WORK TO COMPLETE:
1. Please copy word for word the passage of the text on ADHD and birth month that begins at "The analyses show" and ends after "and into adolescence.".
2. List every percentage of ninth grade children receiving ADHD medication that the text on ADHD and birth month reports, with the group each one belongs to.
3. Continue the text on ADHD and birth month from its last sentence.

SOURCE TEXT:
Children born at the end of the year are more likely to receive ADHD medication or an ADHD diagnosis than children born early in the year. This is according to a new study from the Norwegian Institute of Public Health.
The researchers have examined ADHD diagnoses and ADHD medication use among 510,000 Norwegian children aged 6-14 years (born in the period 1998-2006).
The analyses show that both medication and diagnosis of ADHD are more frequent among children born at the end of the calendar year than among children born early in the year. The association with birth month continued through childhood and into adolescence.
By the ninth grade, 3.6 per cent of the boys who were born in January to March received ADHD medication.
“Medication use increased with birth month. Among ninth grade boys born in October to December, 5.1 per cent received such medications”, says Kari Furu, senior researcher at the Norwegian Institute of Public Health.
“For girls we found the same pattern. Among ninth grade girls born in January to March, 1.1 per cent received ADHD medications, while among those born in October to December, 2.1 per cent received such medications”, she adds.
The likelihood of receiving ADHD medication or a diagnosis was 1.4 times higher for boys born late in the year than those born early in the year. The corresponding figure for girls was 1.8.
Proportion of boys and girls (percentage with 95 per cent confidence intervals) within each grade who received ADHD medication. Source: Scandinavian Journal of Public Health.
Studies from other countries have found a similar association before but this is the first time this has been shown in Norway. The new finding from this study is that differences by birth month increased as the children became older.

STORED DATA:
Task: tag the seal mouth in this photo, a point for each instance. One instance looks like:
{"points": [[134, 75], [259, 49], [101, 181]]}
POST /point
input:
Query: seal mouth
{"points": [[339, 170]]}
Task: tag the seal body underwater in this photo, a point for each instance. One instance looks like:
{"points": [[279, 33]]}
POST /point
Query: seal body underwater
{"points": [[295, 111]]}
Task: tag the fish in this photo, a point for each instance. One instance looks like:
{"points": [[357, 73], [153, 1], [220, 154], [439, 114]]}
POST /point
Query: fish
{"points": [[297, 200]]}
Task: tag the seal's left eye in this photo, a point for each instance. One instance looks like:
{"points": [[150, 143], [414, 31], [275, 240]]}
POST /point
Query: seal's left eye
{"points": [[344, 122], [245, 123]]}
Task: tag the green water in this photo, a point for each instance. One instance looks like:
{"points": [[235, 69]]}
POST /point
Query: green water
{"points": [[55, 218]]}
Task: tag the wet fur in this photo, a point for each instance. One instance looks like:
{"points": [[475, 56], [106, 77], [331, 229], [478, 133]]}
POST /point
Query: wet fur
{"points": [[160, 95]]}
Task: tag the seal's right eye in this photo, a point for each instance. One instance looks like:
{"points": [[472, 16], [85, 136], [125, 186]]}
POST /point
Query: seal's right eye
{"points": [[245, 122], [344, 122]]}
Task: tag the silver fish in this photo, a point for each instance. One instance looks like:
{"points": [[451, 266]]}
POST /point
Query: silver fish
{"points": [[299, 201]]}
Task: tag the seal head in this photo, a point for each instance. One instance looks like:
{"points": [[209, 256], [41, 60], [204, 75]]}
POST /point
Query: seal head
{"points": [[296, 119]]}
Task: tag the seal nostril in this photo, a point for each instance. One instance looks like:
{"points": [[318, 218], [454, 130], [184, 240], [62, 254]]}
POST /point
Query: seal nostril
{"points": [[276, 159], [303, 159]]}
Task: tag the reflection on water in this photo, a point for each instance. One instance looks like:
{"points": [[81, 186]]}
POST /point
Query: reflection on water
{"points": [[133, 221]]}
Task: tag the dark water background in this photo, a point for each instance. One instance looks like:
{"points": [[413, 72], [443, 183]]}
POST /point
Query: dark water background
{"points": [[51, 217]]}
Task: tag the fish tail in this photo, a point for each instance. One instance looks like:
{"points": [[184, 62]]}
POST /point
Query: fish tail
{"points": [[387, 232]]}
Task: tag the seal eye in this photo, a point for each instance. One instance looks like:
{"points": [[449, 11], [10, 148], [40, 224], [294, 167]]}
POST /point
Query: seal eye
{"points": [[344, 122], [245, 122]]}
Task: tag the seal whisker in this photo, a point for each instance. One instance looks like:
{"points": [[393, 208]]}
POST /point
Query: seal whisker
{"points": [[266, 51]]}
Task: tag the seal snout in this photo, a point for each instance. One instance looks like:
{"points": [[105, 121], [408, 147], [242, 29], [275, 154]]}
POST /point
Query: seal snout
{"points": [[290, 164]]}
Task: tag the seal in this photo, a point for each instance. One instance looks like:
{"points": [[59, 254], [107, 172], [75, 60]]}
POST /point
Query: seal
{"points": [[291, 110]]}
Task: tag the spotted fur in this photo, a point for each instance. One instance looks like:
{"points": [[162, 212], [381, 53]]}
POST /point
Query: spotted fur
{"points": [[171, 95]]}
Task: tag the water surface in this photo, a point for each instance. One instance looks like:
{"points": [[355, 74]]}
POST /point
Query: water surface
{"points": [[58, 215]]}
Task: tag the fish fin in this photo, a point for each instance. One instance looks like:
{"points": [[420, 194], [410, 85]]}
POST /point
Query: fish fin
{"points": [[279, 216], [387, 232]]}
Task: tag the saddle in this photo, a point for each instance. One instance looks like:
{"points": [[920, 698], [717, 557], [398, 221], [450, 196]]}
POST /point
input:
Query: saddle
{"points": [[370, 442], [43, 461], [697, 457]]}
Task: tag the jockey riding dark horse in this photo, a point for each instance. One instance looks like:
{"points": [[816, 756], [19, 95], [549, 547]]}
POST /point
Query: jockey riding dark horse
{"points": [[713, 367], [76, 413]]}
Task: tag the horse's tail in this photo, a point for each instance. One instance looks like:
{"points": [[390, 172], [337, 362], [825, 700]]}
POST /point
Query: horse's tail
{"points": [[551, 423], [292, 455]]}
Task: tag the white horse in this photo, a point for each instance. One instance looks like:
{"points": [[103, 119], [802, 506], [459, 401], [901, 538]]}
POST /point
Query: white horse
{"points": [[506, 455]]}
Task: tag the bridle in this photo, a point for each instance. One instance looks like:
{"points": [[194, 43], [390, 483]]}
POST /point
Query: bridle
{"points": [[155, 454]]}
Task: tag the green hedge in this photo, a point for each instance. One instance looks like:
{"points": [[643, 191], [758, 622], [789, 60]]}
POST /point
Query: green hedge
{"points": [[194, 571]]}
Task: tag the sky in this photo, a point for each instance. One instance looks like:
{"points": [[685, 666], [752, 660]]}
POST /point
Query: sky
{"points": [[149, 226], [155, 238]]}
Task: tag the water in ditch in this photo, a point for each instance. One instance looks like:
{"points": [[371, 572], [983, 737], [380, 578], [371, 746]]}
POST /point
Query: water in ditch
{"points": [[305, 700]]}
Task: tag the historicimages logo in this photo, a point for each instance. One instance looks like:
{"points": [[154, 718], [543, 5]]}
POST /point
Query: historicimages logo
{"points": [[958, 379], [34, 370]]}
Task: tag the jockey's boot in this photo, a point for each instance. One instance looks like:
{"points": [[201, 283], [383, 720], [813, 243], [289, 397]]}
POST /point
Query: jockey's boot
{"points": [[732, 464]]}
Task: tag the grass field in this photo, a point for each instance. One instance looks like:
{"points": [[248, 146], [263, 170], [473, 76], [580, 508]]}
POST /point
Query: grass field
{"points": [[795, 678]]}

ANSWERS TO THE EXERCISES:
1.
The analyses show that both medication and diagnosis of ADHD are more frequent among children born at the end of the calendar year than among children born early in the year. The association with birth month continued through childhood and into adolescence.

2.
3.6 per cent: ninth grade boys born in January to March
5.1 per cent: ninth grade boys born in October to December
1.1 per cent: ninth grade girls born in January to March
2.1 per cent: ninth grade girls born in October to December

3.
Difficult to explain
Furu points out that there is no reason to believe that children born late in the year are more exposed to environmental risk factors for ADHD, compared to other children.
“There is a significant difference in medication and diagnosis between those born early in the year and late in the year. Why, we do not know,” says Furu.
A possible explanation can be found in the diagnostic criteria for ADHD in the International Classification of Diseases (ICD10). The criteria, which are included in the guidelines from the Norwegian Directorate of Health, indicate that symptoms of inattention, hyperactivity and impulsivity should be more pronounced than expected in relation to the child’s age.
Thus, the decision to refer children to the specialist health service, together with the diagnostic examinations, may be partly based on assessments of the child’s behaviour and performance relative to older children – that is, those born earlier in the year yet are in the same class.